=== PROBLEM STATEMENT ===
What is needed is a word-for-word copy of the lines below from the one with "Question. The picture above shows the valley" through the one with "Question. The picture above shows the thumb.", both included, with every picture left out.

(Stored dataset items)
________________________
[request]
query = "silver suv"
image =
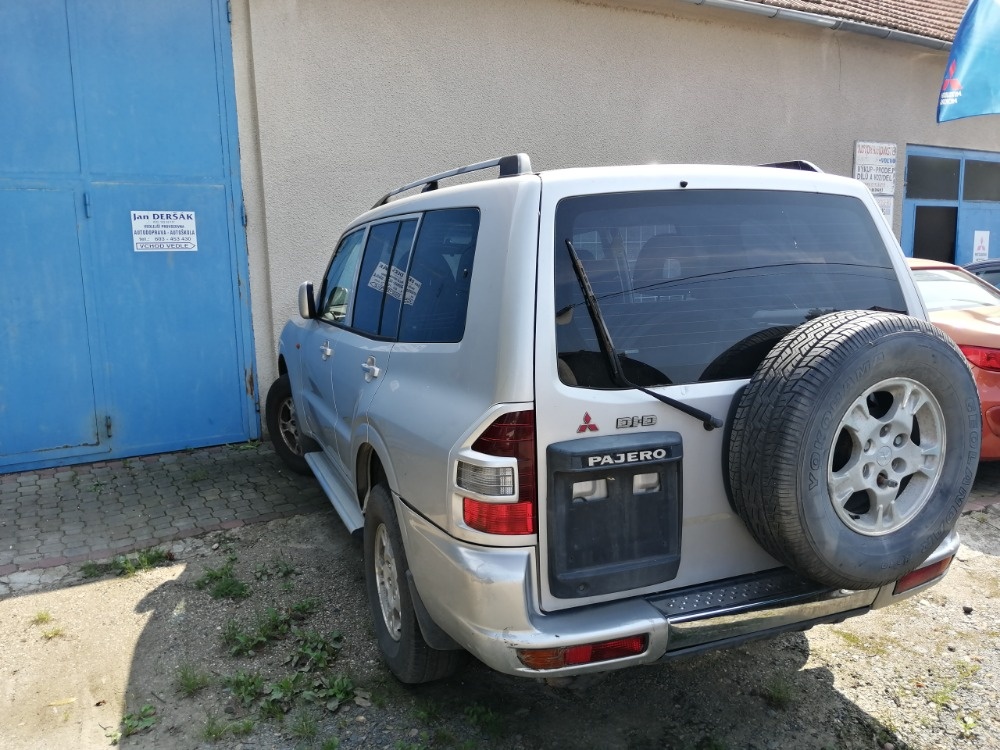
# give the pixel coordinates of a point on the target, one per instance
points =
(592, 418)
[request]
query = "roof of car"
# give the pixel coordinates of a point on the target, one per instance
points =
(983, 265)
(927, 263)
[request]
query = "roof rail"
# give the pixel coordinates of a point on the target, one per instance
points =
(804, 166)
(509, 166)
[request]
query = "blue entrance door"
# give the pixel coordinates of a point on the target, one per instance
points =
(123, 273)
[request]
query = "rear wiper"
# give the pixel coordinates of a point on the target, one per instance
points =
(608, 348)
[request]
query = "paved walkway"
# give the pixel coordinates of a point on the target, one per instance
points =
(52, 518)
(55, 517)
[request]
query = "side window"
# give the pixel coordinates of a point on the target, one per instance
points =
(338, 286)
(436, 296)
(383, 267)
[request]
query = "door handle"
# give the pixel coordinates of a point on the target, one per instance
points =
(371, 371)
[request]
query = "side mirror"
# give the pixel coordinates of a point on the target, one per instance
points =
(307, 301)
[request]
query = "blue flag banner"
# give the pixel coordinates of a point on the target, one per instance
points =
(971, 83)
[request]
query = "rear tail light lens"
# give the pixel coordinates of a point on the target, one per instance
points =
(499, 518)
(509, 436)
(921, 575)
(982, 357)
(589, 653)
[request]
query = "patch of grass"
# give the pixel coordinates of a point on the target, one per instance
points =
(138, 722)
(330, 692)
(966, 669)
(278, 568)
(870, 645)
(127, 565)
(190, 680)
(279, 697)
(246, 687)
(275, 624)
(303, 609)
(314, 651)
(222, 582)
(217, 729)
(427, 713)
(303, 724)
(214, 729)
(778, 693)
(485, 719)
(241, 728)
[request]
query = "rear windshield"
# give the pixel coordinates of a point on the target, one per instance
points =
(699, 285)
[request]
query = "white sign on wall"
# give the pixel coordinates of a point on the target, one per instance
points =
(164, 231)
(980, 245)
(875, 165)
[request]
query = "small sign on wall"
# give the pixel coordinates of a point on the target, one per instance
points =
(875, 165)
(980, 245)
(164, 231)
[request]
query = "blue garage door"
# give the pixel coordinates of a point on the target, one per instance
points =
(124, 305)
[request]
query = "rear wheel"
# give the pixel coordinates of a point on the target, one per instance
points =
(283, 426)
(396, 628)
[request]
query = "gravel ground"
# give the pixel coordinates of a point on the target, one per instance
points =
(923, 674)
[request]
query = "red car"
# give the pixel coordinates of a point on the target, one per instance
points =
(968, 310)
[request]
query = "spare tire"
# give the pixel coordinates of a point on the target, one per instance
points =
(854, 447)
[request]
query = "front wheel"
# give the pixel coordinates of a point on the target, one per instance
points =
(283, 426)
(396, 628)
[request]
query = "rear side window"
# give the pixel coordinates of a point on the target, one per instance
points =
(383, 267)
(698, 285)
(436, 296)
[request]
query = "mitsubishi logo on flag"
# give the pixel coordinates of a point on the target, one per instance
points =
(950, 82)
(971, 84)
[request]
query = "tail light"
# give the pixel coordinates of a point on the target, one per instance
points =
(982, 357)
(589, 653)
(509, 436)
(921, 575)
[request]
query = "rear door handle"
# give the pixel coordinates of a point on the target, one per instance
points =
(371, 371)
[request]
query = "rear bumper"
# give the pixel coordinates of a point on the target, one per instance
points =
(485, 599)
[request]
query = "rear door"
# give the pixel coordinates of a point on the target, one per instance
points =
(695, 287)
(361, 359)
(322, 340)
________________________
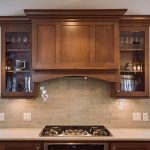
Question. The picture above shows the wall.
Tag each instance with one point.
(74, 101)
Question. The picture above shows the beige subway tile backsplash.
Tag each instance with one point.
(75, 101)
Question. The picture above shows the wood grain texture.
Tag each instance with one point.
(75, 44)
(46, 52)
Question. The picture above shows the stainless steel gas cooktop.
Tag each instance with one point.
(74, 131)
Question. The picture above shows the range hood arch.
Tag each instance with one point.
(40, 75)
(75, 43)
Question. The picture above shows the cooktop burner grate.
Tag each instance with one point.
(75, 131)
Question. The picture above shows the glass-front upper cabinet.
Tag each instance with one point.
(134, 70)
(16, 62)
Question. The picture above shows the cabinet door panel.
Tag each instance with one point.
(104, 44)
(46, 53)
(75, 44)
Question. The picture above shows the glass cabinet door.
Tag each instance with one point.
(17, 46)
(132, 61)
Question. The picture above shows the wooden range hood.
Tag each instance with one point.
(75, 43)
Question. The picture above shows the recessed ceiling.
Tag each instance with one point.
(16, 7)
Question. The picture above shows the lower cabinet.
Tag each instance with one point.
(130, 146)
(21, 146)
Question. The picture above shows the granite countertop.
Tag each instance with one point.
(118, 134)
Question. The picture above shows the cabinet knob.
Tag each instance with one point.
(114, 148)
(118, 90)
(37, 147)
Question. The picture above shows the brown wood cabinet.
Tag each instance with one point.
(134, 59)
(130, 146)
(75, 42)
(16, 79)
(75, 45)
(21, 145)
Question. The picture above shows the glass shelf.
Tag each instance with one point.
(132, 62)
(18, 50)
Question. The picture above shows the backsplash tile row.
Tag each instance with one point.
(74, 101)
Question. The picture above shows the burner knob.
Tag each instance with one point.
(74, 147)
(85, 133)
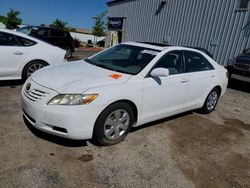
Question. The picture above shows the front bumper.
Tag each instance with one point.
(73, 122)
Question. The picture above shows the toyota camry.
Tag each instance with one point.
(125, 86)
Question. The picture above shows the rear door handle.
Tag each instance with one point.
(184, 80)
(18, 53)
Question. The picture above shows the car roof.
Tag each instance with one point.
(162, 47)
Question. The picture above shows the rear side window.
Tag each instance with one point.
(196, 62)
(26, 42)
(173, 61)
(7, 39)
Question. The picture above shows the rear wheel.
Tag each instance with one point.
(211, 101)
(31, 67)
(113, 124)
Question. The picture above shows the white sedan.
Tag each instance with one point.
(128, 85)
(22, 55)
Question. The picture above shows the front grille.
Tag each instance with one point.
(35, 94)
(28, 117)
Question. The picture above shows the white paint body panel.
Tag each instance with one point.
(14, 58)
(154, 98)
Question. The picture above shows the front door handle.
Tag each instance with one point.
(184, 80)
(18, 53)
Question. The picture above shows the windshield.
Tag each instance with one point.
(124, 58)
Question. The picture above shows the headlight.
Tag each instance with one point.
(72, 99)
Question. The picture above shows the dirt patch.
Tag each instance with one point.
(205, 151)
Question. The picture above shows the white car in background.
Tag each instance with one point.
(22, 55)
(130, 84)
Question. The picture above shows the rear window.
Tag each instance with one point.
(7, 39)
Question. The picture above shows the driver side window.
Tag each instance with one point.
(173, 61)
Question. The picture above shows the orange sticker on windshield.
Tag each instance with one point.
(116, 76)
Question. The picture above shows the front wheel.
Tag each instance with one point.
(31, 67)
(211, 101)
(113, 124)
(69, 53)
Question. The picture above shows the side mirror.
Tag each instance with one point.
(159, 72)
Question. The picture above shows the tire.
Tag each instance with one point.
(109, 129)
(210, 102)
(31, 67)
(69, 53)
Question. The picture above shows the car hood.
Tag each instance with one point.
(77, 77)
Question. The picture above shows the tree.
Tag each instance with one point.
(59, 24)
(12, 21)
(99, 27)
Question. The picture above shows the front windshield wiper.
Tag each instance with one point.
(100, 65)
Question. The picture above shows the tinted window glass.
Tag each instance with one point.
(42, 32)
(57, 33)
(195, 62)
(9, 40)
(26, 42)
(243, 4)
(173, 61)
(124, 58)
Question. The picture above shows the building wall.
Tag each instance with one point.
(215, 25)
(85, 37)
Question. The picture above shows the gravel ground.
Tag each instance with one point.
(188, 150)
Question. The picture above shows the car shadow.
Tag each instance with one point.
________________________
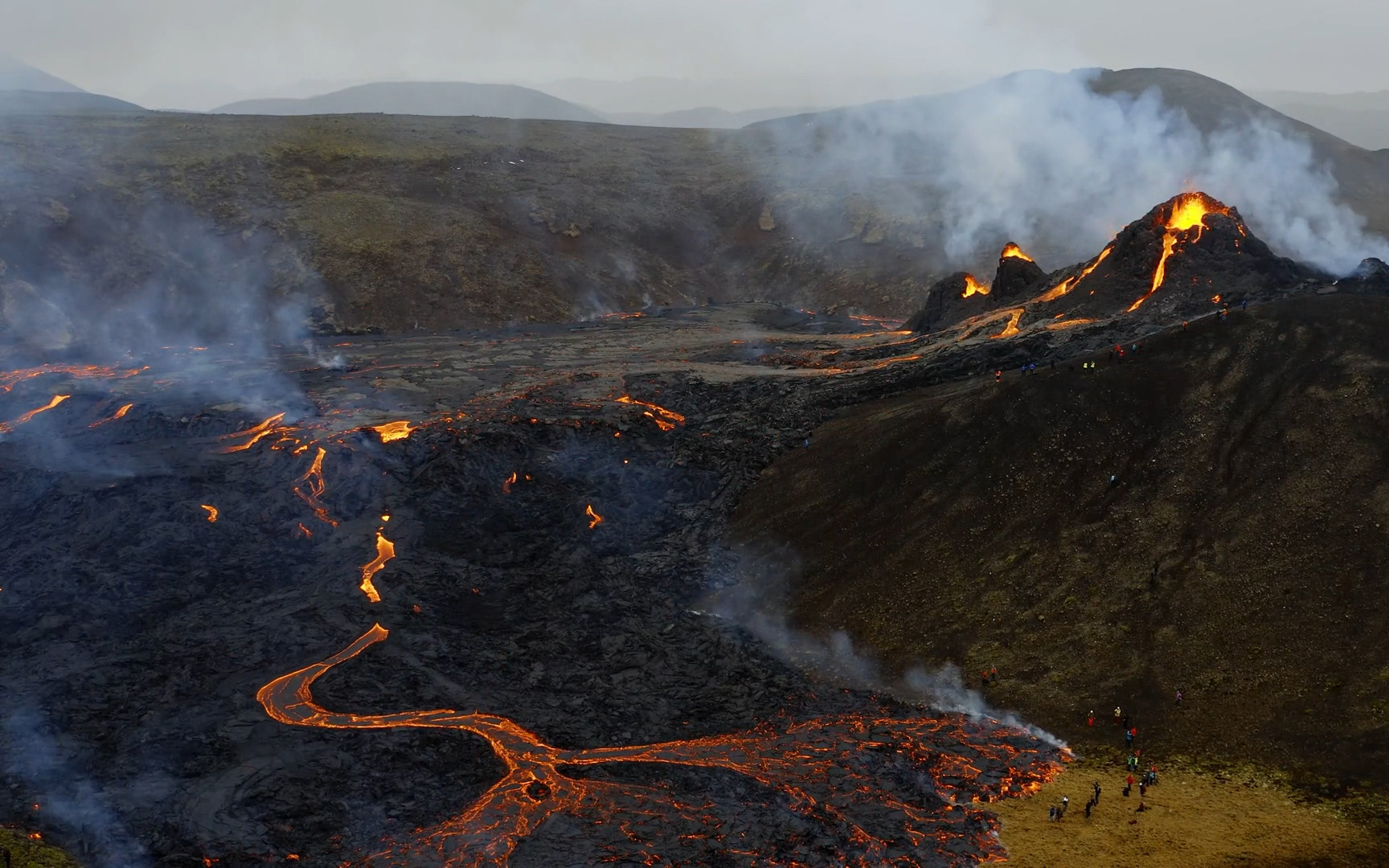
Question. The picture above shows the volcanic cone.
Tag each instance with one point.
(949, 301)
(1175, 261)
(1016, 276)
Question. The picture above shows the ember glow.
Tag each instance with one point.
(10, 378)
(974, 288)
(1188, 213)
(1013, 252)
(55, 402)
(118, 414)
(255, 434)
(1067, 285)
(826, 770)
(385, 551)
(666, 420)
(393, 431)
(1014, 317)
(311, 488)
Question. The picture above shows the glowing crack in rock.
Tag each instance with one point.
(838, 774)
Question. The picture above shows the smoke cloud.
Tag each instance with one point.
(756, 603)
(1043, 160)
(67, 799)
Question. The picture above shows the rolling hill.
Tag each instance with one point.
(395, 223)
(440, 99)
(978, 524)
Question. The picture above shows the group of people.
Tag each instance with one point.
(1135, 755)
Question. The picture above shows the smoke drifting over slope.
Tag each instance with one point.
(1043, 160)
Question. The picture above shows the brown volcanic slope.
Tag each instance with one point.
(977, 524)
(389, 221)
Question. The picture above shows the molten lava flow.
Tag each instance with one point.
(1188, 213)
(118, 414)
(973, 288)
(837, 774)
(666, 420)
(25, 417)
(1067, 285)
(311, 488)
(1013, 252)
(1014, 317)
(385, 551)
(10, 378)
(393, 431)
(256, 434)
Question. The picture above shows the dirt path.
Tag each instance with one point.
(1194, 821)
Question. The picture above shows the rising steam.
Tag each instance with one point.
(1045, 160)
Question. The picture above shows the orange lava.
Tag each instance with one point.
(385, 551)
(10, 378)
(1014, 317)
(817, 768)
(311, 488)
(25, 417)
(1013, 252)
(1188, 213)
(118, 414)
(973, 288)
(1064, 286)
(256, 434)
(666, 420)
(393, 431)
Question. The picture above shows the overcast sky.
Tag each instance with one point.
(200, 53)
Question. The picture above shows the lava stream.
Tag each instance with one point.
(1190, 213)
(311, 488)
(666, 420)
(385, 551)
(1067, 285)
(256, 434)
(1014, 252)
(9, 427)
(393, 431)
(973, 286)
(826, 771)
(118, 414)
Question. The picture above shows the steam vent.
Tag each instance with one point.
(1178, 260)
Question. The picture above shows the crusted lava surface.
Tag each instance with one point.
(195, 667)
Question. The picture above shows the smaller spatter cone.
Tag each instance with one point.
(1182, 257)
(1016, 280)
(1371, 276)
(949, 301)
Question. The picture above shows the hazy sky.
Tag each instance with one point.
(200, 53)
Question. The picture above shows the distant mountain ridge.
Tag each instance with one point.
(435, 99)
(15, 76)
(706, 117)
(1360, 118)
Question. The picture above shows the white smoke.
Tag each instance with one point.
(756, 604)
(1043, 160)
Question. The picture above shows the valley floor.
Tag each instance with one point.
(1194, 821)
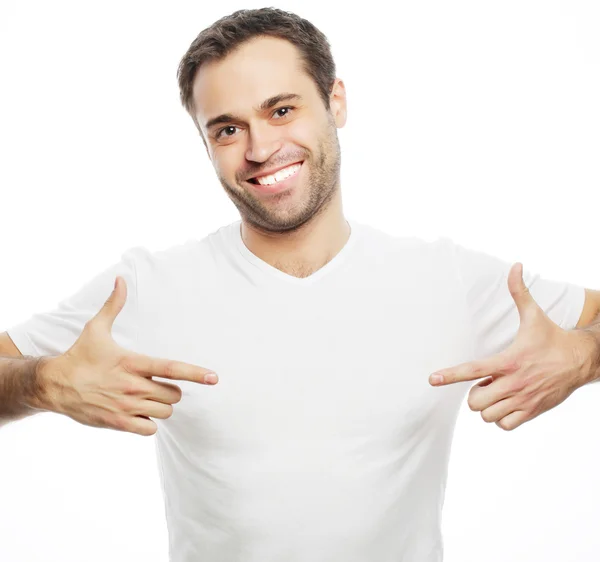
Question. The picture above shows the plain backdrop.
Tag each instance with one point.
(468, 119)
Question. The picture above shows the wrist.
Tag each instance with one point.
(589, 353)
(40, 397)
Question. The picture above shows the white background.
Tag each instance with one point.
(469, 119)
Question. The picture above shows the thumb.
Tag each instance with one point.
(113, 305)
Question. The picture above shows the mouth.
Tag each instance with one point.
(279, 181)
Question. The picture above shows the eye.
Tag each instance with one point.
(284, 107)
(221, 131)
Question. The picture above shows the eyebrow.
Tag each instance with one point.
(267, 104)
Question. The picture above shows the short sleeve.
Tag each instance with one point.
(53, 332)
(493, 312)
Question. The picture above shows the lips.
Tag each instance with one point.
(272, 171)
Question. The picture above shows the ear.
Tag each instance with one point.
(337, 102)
________________________
=== EXPECTED OUTPUT ===
Question. The picture above shows the valley floor.
Tag each instance with one point.
(1194, 821)
Question. The picture above shows the plain backdrop.
Tag each instance with one point.
(468, 119)
Question. The picture above shows the wrist.
Tag each instance with one point.
(589, 353)
(40, 397)
Question. The picture above shows the white background.
Tag each instance with one point.
(469, 119)
Question. The picture above shows the thumb.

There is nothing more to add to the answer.